--- Dataset records ---
====
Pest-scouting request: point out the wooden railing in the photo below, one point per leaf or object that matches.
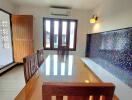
(77, 91)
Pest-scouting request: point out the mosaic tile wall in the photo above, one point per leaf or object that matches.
(113, 51)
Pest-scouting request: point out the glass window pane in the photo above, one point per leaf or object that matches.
(64, 33)
(72, 34)
(47, 33)
(56, 32)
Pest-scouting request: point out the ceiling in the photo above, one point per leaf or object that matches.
(76, 4)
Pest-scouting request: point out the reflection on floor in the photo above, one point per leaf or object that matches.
(11, 83)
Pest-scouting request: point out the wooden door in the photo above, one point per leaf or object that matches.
(22, 36)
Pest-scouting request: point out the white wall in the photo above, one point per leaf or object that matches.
(39, 13)
(8, 6)
(113, 14)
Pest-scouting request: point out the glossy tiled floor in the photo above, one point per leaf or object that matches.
(11, 83)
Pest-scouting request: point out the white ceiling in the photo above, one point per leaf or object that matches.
(76, 4)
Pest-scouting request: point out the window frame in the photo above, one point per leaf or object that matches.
(60, 33)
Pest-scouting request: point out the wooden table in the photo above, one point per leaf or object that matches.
(57, 69)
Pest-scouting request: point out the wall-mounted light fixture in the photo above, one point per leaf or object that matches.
(93, 19)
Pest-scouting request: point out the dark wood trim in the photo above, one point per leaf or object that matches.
(5, 11)
(10, 15)
(112, 30)
(60, 33)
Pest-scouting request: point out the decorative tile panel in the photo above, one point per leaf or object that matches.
(113, 51)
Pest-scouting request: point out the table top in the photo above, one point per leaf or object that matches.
(56, 68)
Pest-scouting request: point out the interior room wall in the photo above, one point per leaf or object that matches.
(7, 6)
(113, 14)
(38, 13)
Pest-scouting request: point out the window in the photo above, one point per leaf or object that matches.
(59, 32)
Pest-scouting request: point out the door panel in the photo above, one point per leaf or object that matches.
(22, 36)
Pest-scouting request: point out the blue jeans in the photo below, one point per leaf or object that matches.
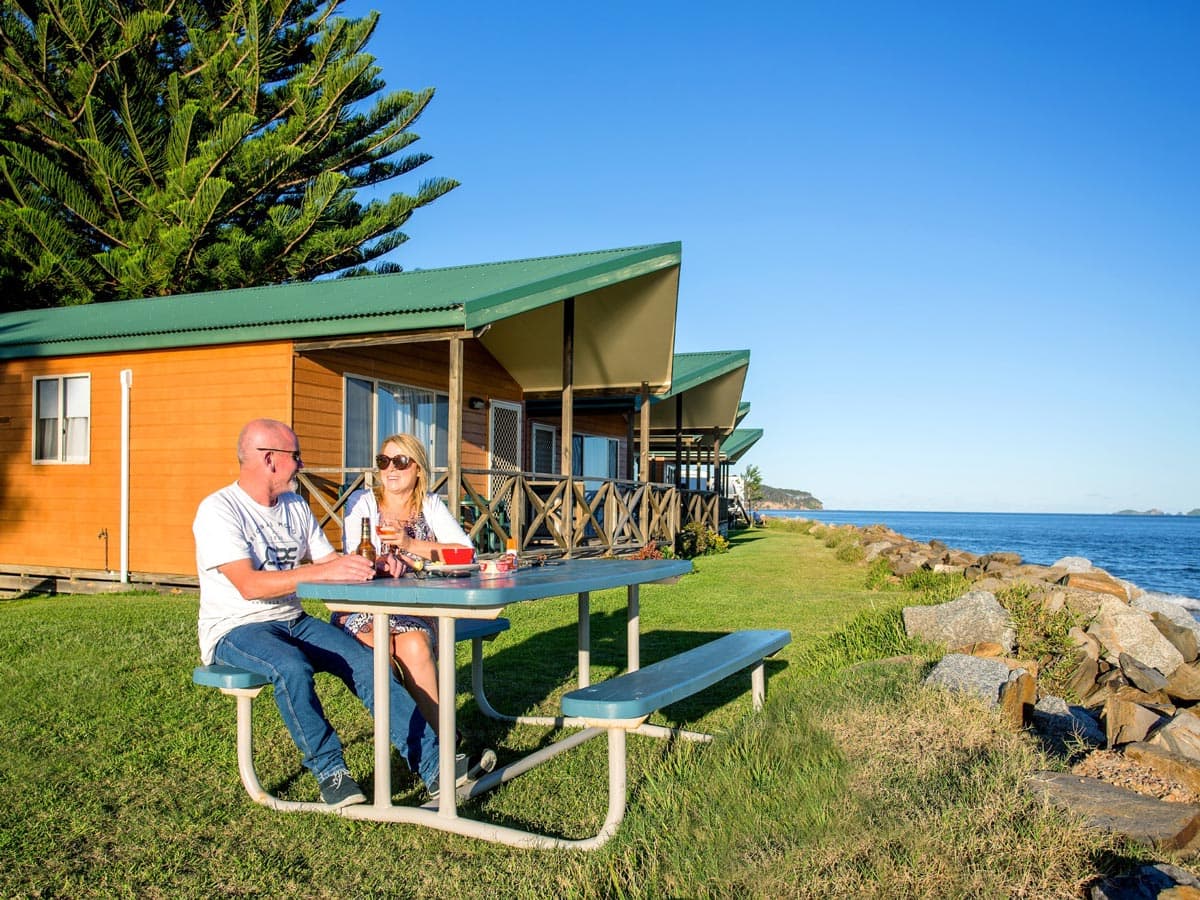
(289, 653)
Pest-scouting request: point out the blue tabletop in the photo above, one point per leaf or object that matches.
(571, 576)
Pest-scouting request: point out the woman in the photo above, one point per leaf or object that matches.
(423, 526)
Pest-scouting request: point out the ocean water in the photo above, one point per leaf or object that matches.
(1157, 553)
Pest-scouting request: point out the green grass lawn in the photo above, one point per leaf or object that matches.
(118, 777)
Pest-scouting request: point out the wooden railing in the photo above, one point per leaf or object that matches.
(606, 516)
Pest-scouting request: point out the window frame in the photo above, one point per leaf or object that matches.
(376, 435)
(61, 459)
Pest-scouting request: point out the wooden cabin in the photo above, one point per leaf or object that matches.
(119, 418)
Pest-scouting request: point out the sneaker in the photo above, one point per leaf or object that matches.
(465, 769)
(481, 763)
(340, 790)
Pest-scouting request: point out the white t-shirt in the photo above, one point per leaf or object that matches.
(231, 526)
(363, 504)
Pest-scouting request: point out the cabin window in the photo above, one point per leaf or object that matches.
(594, 457)
(376, 409)
(544, 460)
(61, 419)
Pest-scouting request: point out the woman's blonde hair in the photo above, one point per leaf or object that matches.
(414, 450)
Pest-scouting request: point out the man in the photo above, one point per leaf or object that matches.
(251, 541)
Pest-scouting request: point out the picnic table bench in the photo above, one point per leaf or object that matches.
(245, 685)
(467, 609)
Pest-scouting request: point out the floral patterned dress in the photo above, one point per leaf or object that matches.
(357, 623)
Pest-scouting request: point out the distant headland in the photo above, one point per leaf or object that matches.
(1153, 513)
(786, 498)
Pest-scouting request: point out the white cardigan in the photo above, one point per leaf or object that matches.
(363, 504)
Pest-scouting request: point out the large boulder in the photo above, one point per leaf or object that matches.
(1181, 736)
(976, 617)
(1171, 612)
(1121, 629)
(990, 679)
(1061, 724)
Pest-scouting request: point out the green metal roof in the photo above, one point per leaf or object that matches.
(463, 297)
(694, 370)
(711, 387)
(736, 444)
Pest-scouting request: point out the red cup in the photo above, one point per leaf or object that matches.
(457, 556)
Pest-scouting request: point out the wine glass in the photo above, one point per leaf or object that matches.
(389, 535)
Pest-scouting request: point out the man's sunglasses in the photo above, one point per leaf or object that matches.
(293, 454)
(400, 461)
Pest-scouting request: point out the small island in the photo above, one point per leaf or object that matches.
(1153, 513)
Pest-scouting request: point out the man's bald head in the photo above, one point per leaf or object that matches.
(263, 432)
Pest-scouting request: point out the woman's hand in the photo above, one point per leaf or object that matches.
(390, 564)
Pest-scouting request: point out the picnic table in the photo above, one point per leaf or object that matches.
(613, 707)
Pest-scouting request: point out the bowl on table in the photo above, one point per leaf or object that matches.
(456, 556)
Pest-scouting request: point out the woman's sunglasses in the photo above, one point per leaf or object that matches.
(400, 461)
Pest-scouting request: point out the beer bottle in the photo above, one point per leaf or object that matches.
(366, 549)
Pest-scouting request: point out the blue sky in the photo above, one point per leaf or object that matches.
(961, 241)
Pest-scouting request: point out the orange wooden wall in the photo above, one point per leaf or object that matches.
(186, 409)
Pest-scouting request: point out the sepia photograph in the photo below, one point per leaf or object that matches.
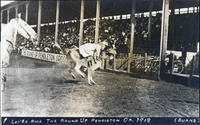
(100, 58)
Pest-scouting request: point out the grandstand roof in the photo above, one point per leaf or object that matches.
(70, 9)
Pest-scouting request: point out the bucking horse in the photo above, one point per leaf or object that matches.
(8, 40)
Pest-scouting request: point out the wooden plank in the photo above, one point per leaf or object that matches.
(39, 19)
(132, 33)
(81, 23)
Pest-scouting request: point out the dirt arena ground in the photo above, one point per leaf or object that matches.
(33, 90)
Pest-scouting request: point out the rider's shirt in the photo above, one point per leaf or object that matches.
(89, 49)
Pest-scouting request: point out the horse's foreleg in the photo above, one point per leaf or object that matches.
(77, 69)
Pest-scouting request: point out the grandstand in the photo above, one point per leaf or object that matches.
(144, 33)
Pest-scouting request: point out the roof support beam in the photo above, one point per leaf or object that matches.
(27, 6)
(81, 23)
(132, 34)
(97, 21)
(57, 24)
(1, 16)
(39, 19)
(164, 34)
(16, 11)
(150, 18)
(8, 15)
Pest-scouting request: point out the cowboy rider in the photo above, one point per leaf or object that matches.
(92, 50)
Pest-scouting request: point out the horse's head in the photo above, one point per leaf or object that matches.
(110, 53)
(24, 29)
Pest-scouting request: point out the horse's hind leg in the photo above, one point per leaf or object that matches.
(77, 69)
(90, 74)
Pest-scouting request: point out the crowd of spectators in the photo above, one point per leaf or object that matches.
(115, 32)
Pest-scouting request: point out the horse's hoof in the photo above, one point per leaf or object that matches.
(4, 79)
(83, 76)
(94, 82)
(90, 84)
(73, 77)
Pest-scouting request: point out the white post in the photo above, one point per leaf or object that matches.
(57, 23)
(27, 6)
(164, 32)
(81, 23)
(150, 19)
(16, 11)
(1, 16)
(8, 15)
(97, 21)
(39, 19)
(132, 34)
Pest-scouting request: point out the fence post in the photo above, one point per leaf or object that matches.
(145, 61)
(172, 62)
(192, 70)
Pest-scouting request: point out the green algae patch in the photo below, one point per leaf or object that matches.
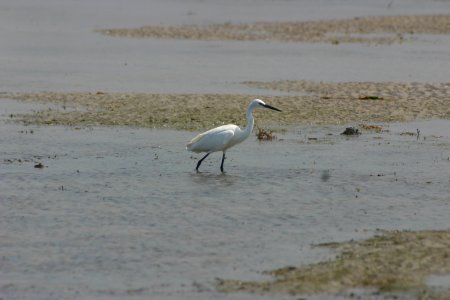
(397, 261)
(324, 103)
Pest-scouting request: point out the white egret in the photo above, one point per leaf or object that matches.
(224, 137)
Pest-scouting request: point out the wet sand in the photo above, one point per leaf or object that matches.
(321, 103)
(101, 200)
(373, 30)
(392, 262)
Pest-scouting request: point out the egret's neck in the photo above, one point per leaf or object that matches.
(250, 121)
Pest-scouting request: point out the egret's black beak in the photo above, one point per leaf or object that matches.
(271, 107)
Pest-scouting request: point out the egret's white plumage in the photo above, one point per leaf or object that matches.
(224, 137)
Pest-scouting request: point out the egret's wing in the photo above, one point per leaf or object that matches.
(212, 140)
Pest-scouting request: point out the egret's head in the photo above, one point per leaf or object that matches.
(259, 103)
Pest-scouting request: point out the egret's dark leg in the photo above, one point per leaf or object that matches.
(221, 165)
(200, 161)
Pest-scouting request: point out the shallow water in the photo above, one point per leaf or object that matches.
(121, 212)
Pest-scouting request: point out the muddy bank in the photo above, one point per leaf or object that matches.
(323, 103)
(393, 29)
(390, 262)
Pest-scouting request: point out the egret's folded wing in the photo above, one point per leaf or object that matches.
(211, 141)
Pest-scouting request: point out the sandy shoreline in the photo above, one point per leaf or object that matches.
(393, 29)
(323, 103)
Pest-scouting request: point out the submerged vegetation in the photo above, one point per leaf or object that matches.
(324, 103)
(392, 262)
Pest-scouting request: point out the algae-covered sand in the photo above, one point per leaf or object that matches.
(391, 262)
(316, 102)
(356, 30)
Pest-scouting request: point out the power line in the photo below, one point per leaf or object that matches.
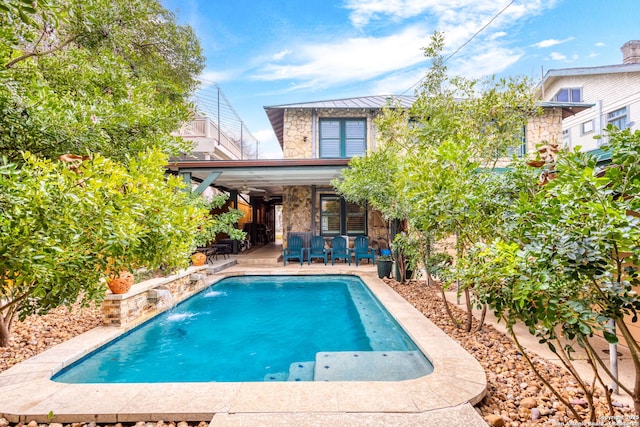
====
Skip the pictures. Please copy exactly the lines from the one with "Pest-scouting request: point out the egret's wing" through the final line of the material above, both ends included.

--- Response to this exercise ---
Pest-scouting request: point out the egret's wing in the photo above, one point per leaf or object that matches.
(212, 140)
Pest-scouting request: point out the egret's head in the photo above, one point per leaf or object that matches.
(259, 103)
Pest-scouting request: point out the egret's dark leg in the photo above, one point per leaf or object that matches.
(221, 165)
(200, 161)
Pest-scouting request: point out the shallow water in the photo above, one point per leaf or object that matches.
(121, 212)
Pest-scouting request: point out the muddy bank in the photo above, one point per leaf or object that matches.
(323, 103)
(393, 29)
(390, 262)
Pest-scouting request: point out the egret's folded wing in the photo above, one point per leaf or object that matches.
(211, 141)
Pest-scouting request: point out the sandy shoreline in the photo above, one point per leaf or object that matches.
(393, 29)
(323, 103)
Pest-scouting request: point out the submerged vegetation in the photo above, one point per leaf or object that matches.
(324, 103)
(392, 262)
Pest-scouting request: point out the algae-covered sand in the photo above, one point per leaf or object that matches.
(391, 262)
(316, 102)
(356, 30)
Pest-scouting request: point out the power line in the photo below, one point per leaf or object that matches.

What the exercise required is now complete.